Short exercise: Count the lines in the listing below that contain the string "pull", treating uppercase and lowercase as different, and reply with that number only.

Supplied data:

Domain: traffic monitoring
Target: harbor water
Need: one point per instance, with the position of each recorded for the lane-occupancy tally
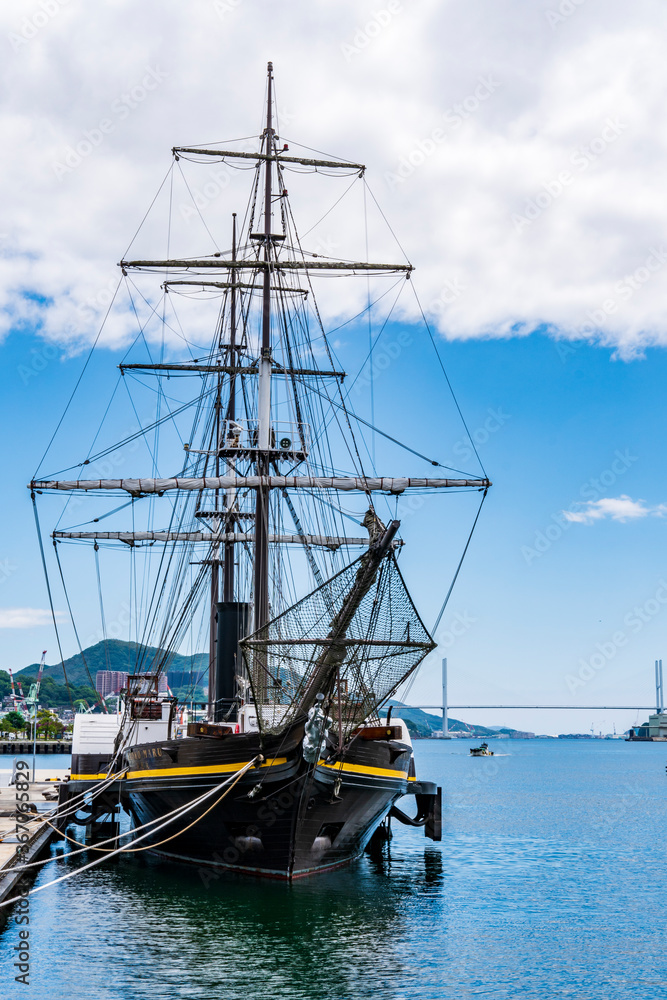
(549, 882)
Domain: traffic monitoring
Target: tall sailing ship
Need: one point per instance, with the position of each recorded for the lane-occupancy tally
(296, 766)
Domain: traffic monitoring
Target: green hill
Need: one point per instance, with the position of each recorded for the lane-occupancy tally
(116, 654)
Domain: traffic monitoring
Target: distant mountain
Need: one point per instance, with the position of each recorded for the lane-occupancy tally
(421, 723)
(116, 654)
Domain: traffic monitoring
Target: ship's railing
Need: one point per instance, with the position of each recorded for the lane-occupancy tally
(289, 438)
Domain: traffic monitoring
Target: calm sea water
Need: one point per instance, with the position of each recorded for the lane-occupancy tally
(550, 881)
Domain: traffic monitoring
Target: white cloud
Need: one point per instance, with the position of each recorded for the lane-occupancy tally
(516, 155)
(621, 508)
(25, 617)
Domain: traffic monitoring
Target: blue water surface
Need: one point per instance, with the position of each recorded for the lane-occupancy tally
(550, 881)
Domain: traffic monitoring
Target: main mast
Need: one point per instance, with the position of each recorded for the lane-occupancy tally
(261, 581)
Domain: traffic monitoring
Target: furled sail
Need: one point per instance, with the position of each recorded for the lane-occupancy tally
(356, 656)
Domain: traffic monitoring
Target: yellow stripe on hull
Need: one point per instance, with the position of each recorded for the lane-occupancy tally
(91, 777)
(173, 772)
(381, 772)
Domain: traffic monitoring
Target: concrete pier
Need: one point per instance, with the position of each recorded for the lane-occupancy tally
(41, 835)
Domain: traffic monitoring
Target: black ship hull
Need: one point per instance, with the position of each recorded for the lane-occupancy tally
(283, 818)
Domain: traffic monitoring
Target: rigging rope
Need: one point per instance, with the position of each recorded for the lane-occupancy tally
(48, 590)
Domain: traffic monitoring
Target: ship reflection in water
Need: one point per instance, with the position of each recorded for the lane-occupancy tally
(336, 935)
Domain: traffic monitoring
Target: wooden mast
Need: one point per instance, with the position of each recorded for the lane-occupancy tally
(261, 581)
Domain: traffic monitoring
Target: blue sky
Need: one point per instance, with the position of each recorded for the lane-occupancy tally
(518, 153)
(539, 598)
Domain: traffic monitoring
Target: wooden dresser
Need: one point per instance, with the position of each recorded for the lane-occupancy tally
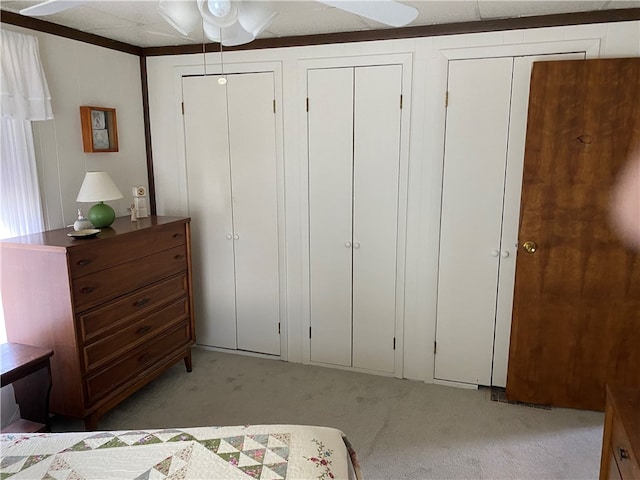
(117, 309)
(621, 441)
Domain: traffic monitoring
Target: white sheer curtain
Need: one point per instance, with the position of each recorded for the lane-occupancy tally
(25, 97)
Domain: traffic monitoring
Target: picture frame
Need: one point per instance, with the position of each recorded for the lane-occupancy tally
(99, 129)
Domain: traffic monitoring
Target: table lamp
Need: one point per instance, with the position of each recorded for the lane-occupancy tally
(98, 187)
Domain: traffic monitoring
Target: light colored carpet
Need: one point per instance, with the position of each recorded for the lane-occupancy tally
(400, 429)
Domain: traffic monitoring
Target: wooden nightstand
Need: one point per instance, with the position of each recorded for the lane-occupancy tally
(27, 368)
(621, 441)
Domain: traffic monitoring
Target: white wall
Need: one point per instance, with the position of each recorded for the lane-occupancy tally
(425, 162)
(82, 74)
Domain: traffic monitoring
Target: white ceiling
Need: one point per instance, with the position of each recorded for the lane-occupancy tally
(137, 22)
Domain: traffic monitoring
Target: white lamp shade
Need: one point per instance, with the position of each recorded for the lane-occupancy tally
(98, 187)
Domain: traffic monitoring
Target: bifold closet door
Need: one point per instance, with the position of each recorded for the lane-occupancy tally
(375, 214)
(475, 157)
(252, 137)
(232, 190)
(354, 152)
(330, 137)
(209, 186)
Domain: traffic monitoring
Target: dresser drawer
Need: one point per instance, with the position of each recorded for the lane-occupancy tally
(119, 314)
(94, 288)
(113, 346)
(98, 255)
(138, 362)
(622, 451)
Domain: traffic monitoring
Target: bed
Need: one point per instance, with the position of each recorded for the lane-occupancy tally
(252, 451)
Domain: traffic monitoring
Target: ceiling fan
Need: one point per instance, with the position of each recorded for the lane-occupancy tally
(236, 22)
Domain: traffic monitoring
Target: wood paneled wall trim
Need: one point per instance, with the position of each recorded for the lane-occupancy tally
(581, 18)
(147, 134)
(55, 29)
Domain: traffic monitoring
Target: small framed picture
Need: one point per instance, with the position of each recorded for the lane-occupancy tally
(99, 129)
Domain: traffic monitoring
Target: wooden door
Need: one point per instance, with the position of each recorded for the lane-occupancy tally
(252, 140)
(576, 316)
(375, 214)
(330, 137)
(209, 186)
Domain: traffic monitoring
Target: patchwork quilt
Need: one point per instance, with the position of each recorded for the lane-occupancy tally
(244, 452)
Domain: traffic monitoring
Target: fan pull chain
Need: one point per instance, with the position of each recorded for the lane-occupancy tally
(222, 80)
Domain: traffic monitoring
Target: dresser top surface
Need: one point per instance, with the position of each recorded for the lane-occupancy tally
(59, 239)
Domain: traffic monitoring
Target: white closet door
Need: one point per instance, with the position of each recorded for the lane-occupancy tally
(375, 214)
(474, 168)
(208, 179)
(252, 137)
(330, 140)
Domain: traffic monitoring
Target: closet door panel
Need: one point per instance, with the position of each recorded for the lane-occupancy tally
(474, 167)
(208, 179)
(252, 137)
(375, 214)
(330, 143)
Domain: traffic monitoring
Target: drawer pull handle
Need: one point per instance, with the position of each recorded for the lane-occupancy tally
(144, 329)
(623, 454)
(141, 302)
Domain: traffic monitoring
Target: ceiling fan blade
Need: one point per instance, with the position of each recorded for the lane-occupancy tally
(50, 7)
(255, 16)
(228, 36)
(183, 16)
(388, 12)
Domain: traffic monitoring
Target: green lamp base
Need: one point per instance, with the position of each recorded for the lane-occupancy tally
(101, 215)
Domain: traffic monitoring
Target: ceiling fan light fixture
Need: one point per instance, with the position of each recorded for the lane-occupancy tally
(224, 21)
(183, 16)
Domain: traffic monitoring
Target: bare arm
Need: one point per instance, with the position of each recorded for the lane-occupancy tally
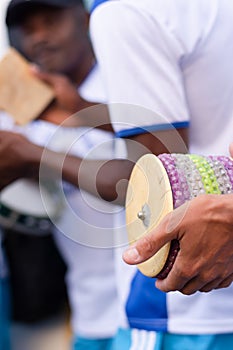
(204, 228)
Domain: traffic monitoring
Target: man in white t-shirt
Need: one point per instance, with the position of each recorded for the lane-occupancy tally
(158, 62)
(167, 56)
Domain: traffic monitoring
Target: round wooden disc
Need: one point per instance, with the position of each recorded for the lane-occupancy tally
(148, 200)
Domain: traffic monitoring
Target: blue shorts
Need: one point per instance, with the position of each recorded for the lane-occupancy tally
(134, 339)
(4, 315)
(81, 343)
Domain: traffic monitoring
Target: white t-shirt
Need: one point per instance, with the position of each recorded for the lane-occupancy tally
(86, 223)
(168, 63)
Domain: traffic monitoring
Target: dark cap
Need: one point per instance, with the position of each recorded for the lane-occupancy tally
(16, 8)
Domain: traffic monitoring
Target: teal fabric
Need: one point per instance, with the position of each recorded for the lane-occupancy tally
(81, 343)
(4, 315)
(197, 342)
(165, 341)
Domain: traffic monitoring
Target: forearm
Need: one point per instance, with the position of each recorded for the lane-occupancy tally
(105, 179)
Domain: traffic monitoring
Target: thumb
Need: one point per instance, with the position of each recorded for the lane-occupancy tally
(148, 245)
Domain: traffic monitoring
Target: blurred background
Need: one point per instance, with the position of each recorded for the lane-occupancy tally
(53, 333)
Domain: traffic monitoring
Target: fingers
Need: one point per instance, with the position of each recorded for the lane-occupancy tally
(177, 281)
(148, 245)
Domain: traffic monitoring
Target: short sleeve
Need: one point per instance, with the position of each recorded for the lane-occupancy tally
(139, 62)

Result for this exercise: 2